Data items
---

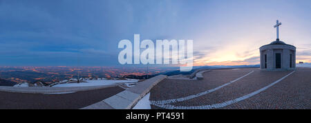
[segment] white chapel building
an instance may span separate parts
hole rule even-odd
[[[296,68],[296,47],[285,43],[279,38],[279,26],[276,21],[276,41],[261,46],[260,50],[262,70],[290,70]]]

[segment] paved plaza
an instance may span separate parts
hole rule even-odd
[[[0,109],[78,109],[102,101],[124,90],[117,86],[59,94],[0,91]]]
[[[152,109],[311,109],[311,69],[214,69],[203,80],[167,78],[151,91]]]

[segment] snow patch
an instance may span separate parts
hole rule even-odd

---

Work to do
Rewrite the entries, switching each "hole rule" to "fill rule" and changing nothing else. Leave the pictures out of your answer.

Exercise solution
[segment] white chapel building
an instance may span separate parts
fill rule even-odd
[[[296,68],[296,47],[285,43],[279,38],[279,26],[276,21],[276,41],[261,46],[260,50],[262,70],[290,70]]]

[segment] paved plaza
an instance may span separate parts
fill rule even-odd
[[[0,109],[78,109],[102,101],[124,90],[117,86],[59,94],[0,91]]]
[[[152,109],[311,109],[311,69],[214,69],[203,80],[167,78],[151,91]]]

[segment] snow patch
an instance may span separate parts
fill rule even-odd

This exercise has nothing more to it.